### Task:
Your answer should consist of the lines in the following data that contain "instance".

[Collected data entries]
-------

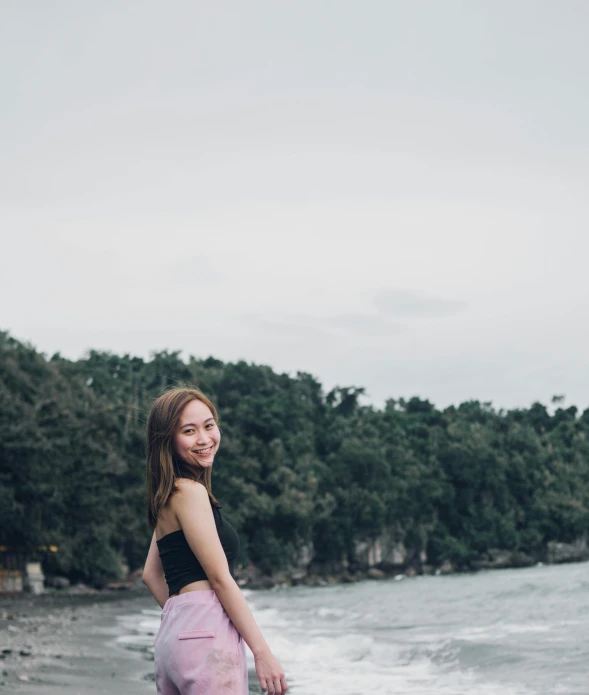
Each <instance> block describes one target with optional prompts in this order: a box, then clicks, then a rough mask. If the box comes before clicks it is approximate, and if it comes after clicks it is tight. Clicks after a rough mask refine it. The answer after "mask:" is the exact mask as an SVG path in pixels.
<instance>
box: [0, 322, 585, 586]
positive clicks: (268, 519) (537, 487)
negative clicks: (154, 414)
mask: <svg viewBox="0 0 589 695" xmlns="http://www.w3.org/2000/svg"><path fill="white" fill-rule="evenodd" d="M187 384H190V385H196V386H198V387H199V388H201V389H202V390H203V391H204V392H205V393H206V394H207V395H209V396H210V397H211V399H212V400H213V402H214V403H215V404H216V405H217V407H218V411H219V415H220V421H221V428H222V444H221V449H220V451H219V454H218V456H217V458H216V459H215V464H214V468H213V492H214V494H215V496H216V497H217V498H218V499H219V501H220V503H221V504H222V505H223V508H224V515H225V516H226V517H227V518H228V520H229V521H230V522H231V523H232V524H233V525H234V526H235V528H236V529H237V531H238V532H239V534H240V538H241V542H242V550H241V555H240V558H239V564H240V565H243V566H247V565H248V564H249V563H253V565H254V566H255V567H257V568H258V569H259V570H260V571H261V572H262V573H265V574H268V575H270V574H272V573H276V572H278V571H286V570H288V568H289V567H292V566H293V565H294V564H295V563H296V562H297V558H299V557H300V553H301V550H302V549H303V548H309V547H312V549H313V553H312V565H313V567H314V568H315V569H316V570H317V571H319V570H321V569H322V568H323V569H328V568H331V569H334V568H337V567H338V566H340V564H341V563H342V560H343V561H345V562H346V563H347V564H348V565H349V566H350V567H354V565H355V563H357V562H358V558H357V551H358V547H359V543H361V542H365V541H371V540H374V539H376V538H378V537H379V536H380V535H381V534H382V533H383V531H384V530H385V529H388V530H389V531H391V532H392V533H394V534H395V536H396V537H397V538H398V540H399V541H400V542H402V543H403V544H404V546H405V547H406V549H407V563H412V562H415V563H419V562H423V561H424V558H426V560H425V561H427V563H429V564H431V565H440V564H441V563H442V562H444V561H445V560H449V561H451V562H452V563H453V564H454V565H455V566H457V567H458V568H468V567H469V566H470V565H471V563H473V562H475V561H476V560H477V558H480V557H481V556H482V555H484V553H486V552H487V551H488V550H489V549H492V548H499V549H505V550H510V551H520V552H523V553H530V554H533V555H536V556H537V555H538V554H540V555H541V553H542V551H543V549H545V548H546V547H547V545H548V544H549V543H550V542H553V541H559V542H565V543H569V542H573V541H576V540H578V539H580V538H584V537H585V536H586V532H587V524H588V520H589V512H588V509H589V409H588V410H585V411H584V412H582V413H580V412H578V410H577V408H575V407H574V406H573V407H569V408H563V407H560V408H557V409H556V410H555V412H554V413H553V414H550V413H549V411H548V409H547V408H546V407H545V406H544V405H542V404H541V403H534V404H533V405H532V406H531V407H530V408H527V409H515V410H508V411H503V410H496V409H494V408H493V407H492V406H491V405H490V404H487V403H480V402H478V401H470V402H466V403H462V404H460V405H457V406H452V407H448V408H445V409H443V410H439V409H437V408H435V407H434V406H433V405H432V404H431V403H430V402H429V401H428V400H424V399H422V398H418V397H413V398H410V399H409V400H404V399H394V398H391V399H390V400H388V401H387V402H386V405H385V406H384V407H383V408H382V409H376V408H374V407H372V406H366V405H361V403H360V401H361V395H362V394H363V389H362V388H360V387H350V386H342V387H338V388H335V389H333V390H331V391H329V392H328V393H324V390H323V388H322V386H321V384H320V382H319V381H318V380H317V379H316V378H314V377H313V376H312V375H310V374H307V373H304V372H298V373H297V374H296V376H289V375H287V374H277V373H275V372H274V371H273V370H272V369H271V368H270V367H267V366H262V365H255V364H249V363H246V362H244V361H239V362H236V363H224V362H222V361H220V360H217V359H215V358H214V357H208V358H206V359H196V358H194V357H190V358H189V359H188V360H182V359H181V357H180V353H178V352H168V351H165V352H160V353H156V354H153V356H152V357H151V358H150V359H149V360H143V359H141V358H138V357H133V356H131V355H123V356H120V355H115V354H111V353H107V352H98V351H91V352H89V353H88V354H87V356H86V357H85V358H83V359H79V360H76V361H72V360H69V359H65V358H63V357H62V356H60V355H59V354H55V355H53V356H52V357H50V358H48V357H46V356H44V355H43V354H42V353H40V352H39V351H37V350H36V349H35V348H34V347H33V346H31V345H28V344H23V343H22V342H19V341H17V340H16V339H14V338H13V337H11V336H10V335H9V334H8V333H6V332H1V333H0V544H1V545H5V546H10V547H16V548H24V549H27V548H38V547H39V546H48V545H50V544H51V545H55V546H57V547H58V548H59V551H58V552H56V553H47V554H44V555H43V556H42V558H41V559H42V560H43V563H44V567H45V571H46V572H49V573H55V574H62V575H65V576H68V577H69V578H70V579H72V580H73V581H75V580H82V581H86V582H90V583H95V582H99V581H101V580H103V579H104V578H116V577H120V576H121V567H122V563H124V564H125V565H127V566H128V567H129V568H130V569H131V570H133V569H135V568H137V567H140V566H142V564H143V561H144V559H145V555H146V553H147V549H148V545H149V540H150V529H149V526H148V524H147V520H146V513H145V445H144V432H145V423H146V417H147V412H148V409H149V406H150V404H151V402H152V401H153V399H154V398H155V397H156V396H157V395H159V394H160V393H161V392H162V390H163V389H165V388H166V387H168V386H171V385H187ZM392 388H394V385H392Z"/></svg>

-------

### Answer to this problem:
Each <instance> block describes one target with optional prompts in this order: a box, then clicks, then a rough mask. If the box comes before clicks it is approximate, and if it comes after clicks it is tight. Clicks after a rough mask refine it. The answer after "mask:" is the exact mask as an SVG path in pixels.
<instance>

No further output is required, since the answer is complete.